* [Work required]:
All lines from the one holding "Spot the leaf surface" through the last line of the entries below must be transcribed exactly, and no others. Pictures do not go in.

== == ==

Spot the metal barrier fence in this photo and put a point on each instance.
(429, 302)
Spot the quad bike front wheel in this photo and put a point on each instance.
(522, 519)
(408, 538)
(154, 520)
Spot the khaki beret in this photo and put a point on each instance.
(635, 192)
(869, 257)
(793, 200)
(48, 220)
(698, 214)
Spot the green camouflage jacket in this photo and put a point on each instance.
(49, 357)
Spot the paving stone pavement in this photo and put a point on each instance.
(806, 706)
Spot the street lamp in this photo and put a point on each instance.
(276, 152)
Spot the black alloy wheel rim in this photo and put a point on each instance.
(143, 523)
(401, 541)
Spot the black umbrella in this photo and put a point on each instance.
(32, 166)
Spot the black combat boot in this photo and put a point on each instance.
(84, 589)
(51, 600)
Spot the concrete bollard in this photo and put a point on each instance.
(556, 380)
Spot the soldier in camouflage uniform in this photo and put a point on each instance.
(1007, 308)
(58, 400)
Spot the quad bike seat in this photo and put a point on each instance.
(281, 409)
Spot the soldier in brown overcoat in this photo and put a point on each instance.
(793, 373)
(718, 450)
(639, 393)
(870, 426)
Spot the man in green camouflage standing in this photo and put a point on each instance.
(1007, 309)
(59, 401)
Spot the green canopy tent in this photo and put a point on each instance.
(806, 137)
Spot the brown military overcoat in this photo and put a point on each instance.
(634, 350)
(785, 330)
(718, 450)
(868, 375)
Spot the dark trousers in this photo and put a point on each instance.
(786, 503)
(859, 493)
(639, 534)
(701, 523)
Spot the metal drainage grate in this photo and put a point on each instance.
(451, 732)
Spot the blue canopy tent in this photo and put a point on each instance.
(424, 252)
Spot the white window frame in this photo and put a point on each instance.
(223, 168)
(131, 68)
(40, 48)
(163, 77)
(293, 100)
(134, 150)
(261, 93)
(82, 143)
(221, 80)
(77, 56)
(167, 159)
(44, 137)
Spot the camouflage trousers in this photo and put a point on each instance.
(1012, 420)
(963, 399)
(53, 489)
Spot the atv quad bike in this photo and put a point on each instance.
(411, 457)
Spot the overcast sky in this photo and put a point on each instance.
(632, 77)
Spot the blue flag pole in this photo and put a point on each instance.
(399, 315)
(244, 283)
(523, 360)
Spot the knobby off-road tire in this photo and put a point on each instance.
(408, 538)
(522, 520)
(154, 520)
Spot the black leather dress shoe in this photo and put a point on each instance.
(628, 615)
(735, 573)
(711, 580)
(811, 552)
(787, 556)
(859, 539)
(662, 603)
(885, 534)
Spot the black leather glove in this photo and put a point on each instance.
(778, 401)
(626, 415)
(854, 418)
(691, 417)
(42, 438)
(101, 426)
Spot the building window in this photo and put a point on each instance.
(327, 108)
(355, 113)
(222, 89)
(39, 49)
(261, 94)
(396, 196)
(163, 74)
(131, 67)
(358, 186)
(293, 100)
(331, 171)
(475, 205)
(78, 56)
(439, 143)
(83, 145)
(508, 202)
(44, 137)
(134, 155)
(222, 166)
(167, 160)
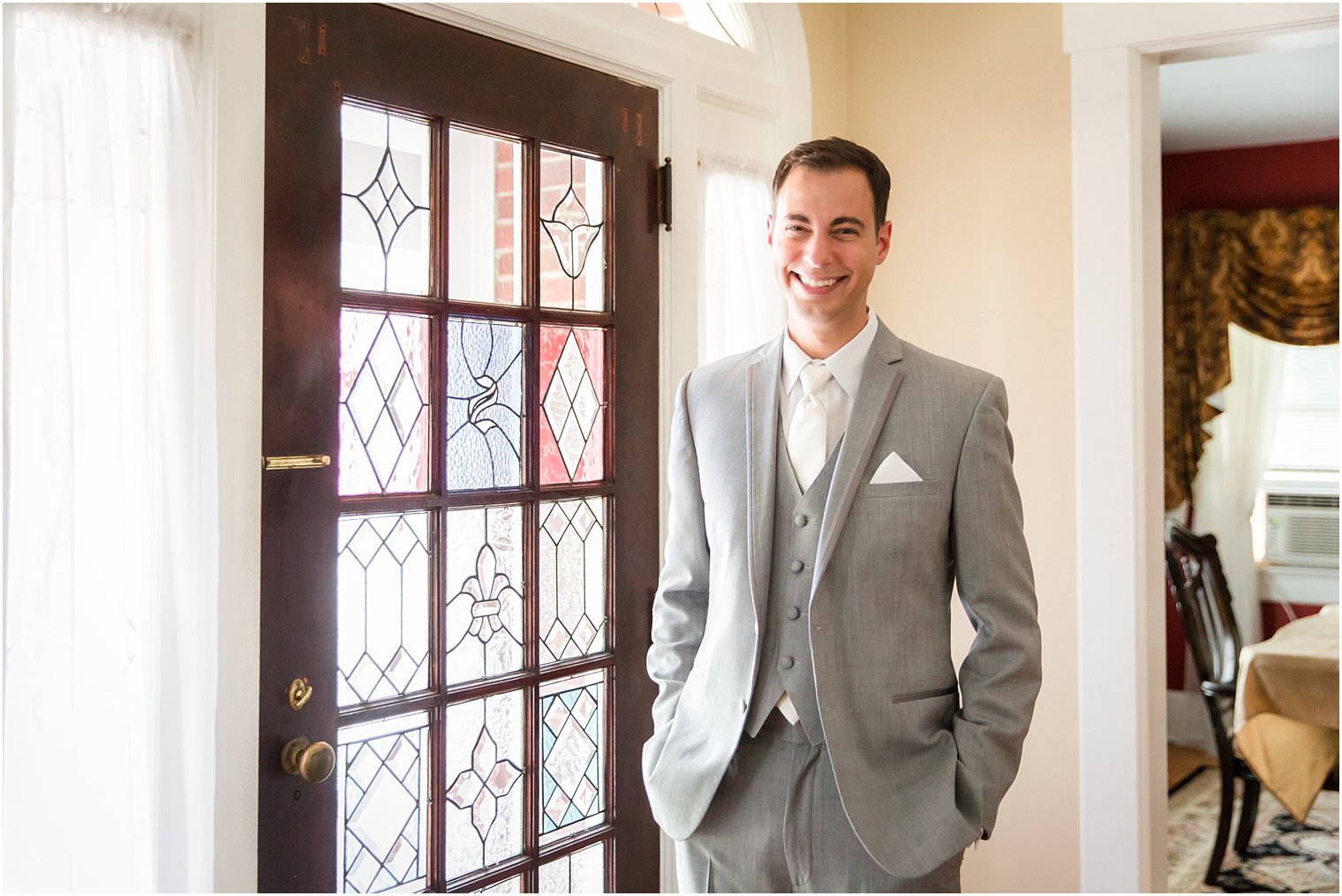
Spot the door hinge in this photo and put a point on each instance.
(665, 193)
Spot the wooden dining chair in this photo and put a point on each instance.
(1194, 573)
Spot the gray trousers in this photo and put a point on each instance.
(776, 825)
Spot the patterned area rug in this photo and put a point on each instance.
(1283, 856)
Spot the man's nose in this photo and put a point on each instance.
(818, 250)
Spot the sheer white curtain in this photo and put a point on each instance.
(741, 306)
(1233, 466)
(111, 486)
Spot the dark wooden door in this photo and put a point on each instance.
(462, 317)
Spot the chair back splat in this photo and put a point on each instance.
(1194, 576)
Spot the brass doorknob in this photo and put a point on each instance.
(312, 762)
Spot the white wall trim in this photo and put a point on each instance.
(1115, 49)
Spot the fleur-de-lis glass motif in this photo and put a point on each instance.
(479, 602)
(572, 232)
(573, 216)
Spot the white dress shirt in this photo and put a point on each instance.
(846, 368)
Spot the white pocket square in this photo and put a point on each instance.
(894, 470)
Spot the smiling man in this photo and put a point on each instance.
(810, 731)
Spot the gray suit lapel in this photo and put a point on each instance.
(880, 379)
(761, 457)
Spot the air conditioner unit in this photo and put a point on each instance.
(1302, 529)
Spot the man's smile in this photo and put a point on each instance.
(820, 283)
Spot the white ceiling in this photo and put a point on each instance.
(1279, 97)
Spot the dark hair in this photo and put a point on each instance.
(836, 153)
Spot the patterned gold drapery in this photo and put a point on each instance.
(1272, 273)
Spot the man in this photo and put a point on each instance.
(810, 733)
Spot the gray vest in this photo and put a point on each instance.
(785, 655)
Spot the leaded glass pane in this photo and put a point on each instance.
(483, 616)
(572, 583)
(483, 753)
(572, 404)
(382, 802)
(580, 872)
(382, 591)
(572, 756)
(485, 217)
(572, 232)
(384, 418)
(483, 404)
(386, 164)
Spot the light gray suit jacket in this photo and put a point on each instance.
(921, 769)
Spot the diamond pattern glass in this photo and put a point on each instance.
(572, 232)
(580, 872)
(483, 404)
(483, 815)
(386, 162)
(382, 591)
(382, 801)
(572, 578)
(572, 756)
(572, 404)
(384, 418)
(483, 616)
(485, 217)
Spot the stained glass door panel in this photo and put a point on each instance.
(441, 293)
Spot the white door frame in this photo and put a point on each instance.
(1115, 51)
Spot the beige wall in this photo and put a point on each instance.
(969, 106)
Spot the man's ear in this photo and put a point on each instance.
(883, 242)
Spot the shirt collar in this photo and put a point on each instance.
(846, 364)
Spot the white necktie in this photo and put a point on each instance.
(807, 433)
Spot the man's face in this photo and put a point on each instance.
(826, 245)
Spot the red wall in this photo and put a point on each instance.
(1283, 176)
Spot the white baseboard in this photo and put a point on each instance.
(1187, 720)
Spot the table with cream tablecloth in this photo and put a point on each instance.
(1285, 709)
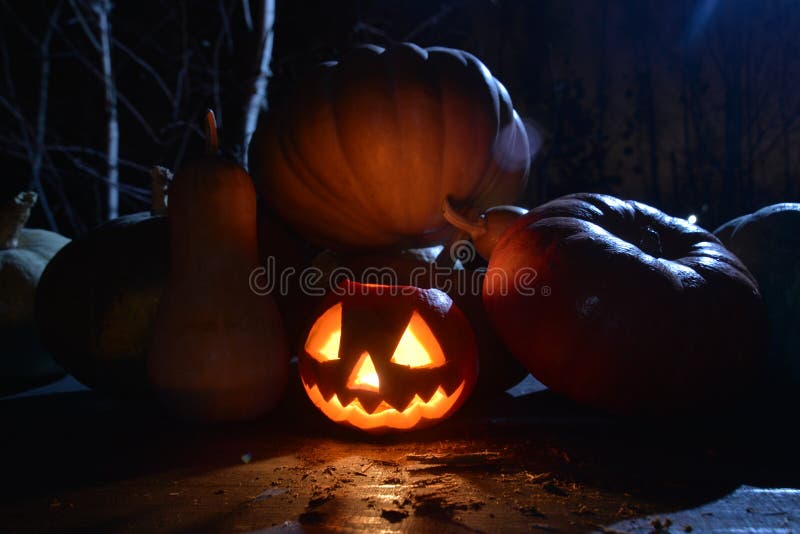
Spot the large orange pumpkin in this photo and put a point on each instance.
(365, 151)
(388, 358)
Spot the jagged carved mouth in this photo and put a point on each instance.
(384, 415)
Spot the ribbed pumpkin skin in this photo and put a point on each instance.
(364, 152)
(219, 350)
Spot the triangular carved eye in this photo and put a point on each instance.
(418, 347)
(325, 336)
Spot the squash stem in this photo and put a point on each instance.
(473, 228)
(212, 139)
(13, 217)
(160, 179)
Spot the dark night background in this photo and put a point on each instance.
(689, 105)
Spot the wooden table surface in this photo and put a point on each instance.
(79, 462)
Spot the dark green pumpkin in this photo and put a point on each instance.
(768, 243)
(97, 300)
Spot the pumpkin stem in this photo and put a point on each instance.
(159, 184)
(210, 128)
(13, 217)
(475, 229)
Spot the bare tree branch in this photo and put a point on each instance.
(102, 9)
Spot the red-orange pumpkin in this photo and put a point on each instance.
(388, 358)
(618, 305)
(365, 151)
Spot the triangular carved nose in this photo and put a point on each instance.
(364, 376)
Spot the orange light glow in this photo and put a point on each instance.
(418, 347)
(326, 335)
(364, 376)
(384, 415)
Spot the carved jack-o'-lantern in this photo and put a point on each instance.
(383, 358)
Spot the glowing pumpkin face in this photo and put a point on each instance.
(383, 358)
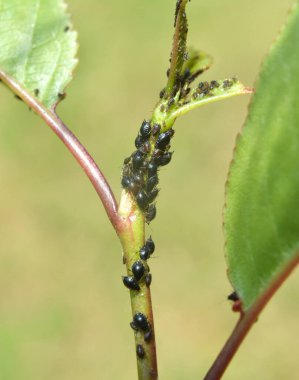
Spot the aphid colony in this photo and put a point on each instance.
(140, 171)
(140, 271)
(206, 88)
(140, 323)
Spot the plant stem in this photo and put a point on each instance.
(132, 237)
(179, 45)
(245, 323)
(82, 156)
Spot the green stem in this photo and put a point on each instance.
(132, 237)
(179, 46)
(202, 102)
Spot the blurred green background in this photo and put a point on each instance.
(64, 313)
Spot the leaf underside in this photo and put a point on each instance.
(38, 46)
(261, 218)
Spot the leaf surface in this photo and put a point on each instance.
(38, 46)
(261, 218)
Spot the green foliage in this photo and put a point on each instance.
(37, 46)
(262, 213)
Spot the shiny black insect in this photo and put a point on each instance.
(144, 253)
(163, 140)
(140, 322)
(139, 141)
(148, 335)
(140, 351)
(133, 187)
(150, 214)
(150, 245)
(145, 129)
(138, 270)
(142, 200)
(164, 159)
(125, 182)
(153, 195)
(233, 297)
(131, 283)
(151, 183)
(137, 159)
(145, 147)
(138, 178)
(127, 160)
(152, 169)
(148, 279)
(162, 93)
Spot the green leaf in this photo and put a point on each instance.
(38, 46)
(262, 202)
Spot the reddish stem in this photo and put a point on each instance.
(245, 323)
(84, 159)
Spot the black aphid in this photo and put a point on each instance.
(152, 169)
(139, 141)
(150, 245)
(151, 183)
(156, 129)
(148, 335)
(152, 195)
(125, 182)
(138, 270)
(142, 200)
(233, 296)
(130, 283)
(140, 351)
(162, 93)
(150, 213)
(137, 159)
(133, 187)
(148, 279)
(145, 129)
(127, 160)
(164, 159)
(144, 253)
(162, 141)
(138, 178)
(141, 322)
(145, 147)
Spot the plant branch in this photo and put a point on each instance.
(132, 237)
(84, 159)
(179, 46)
(246, 322)
(240, 90)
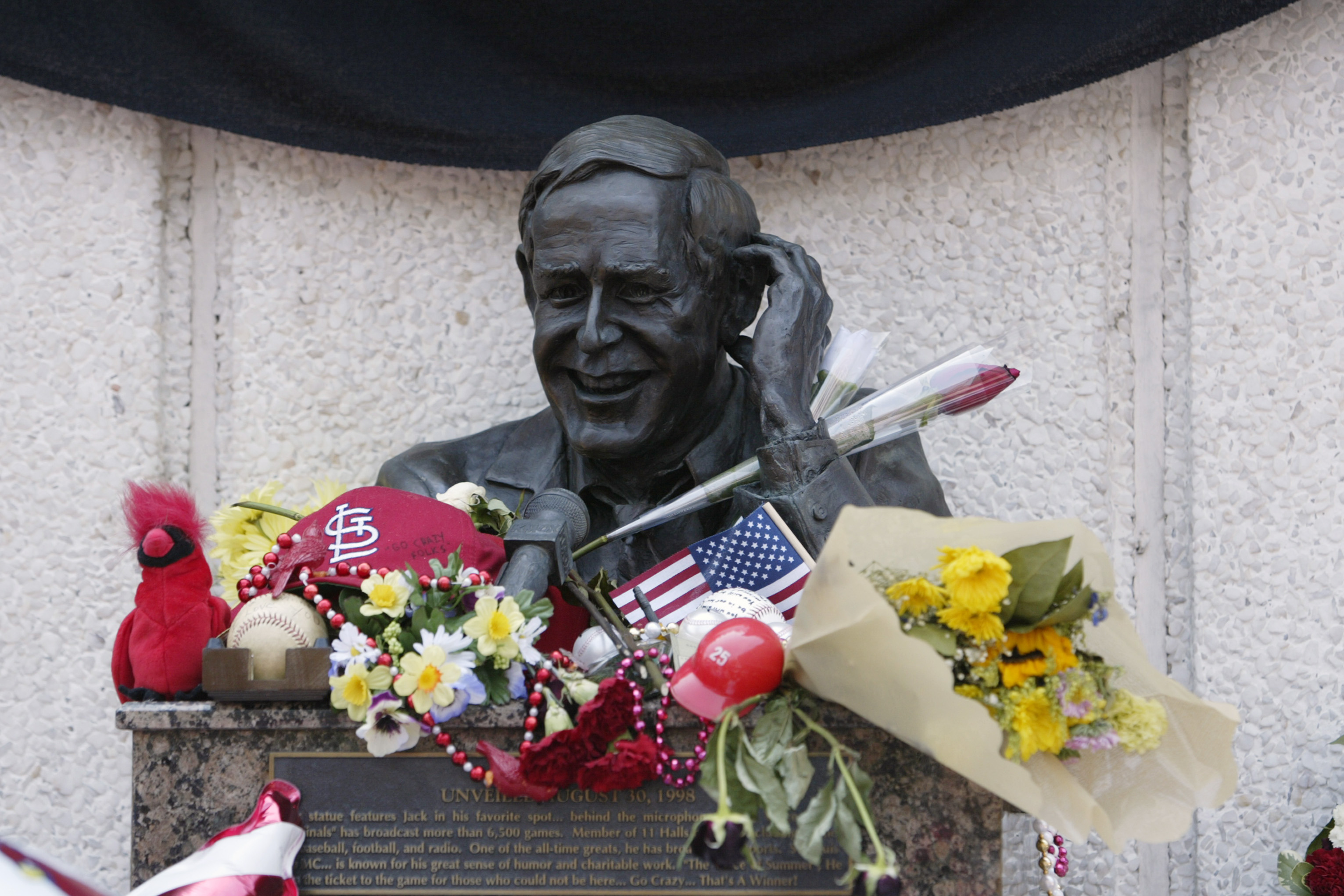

== == ==

* [Answer]:
Spot the leaf surface in this photo and put a point on each instance.
(38, 46)
(261, 218)
Spot the green foliage in this photo and put a point on each instance.
(37, 46)
(262, 213)
Spot the shiny black insect in this photo and put a point on each instance.
(144, 253)
(163, 140)
(140, 322)
(139, 141)
(148, 335)
(140, 351)
(133, 187)
(150, 214)
(150, 245)
(145, 129)
(138, 270)
(142, 200)
(164, 159)
(125, 182)
(153, 195)
(233, 297)
(131, 283)
(151, 183)
(137, 159)
(145, 147)
(138, 178)
(127, 160)
(152, 169)
(148, 279)
(162, 93)
Spot the green leaf in this photo and put a point on each instance.
(38, 46)
(262, 202)
Spot the reddish stem in this photo and put a point on each instance.
(245, 323)
(84, 159)
Spot the black aphid in this photo and put a point on each instance.
(152, 169)
(139, 141)
(150, 245)
(151, 183)
(156, 129)
(148, 335)
(152, 195)
(125, 182)
(138, 270)
(142, 200)
(233, 296)
(130, 283)
(140, 351)
(162, 93)
(150, 213)
(137, 159)
(133, 187)
(148, 279)
(145, 129)
(127, 160)
(164, 159)
(144, 253)
(162, 141)
(138, 178)
(141, 322)
(145, 147)
Spot the plant branch in this photo and put a point on each instance.
(132, 237)
(84, 159)
(179, 46)
(246, 322)
(240, 90)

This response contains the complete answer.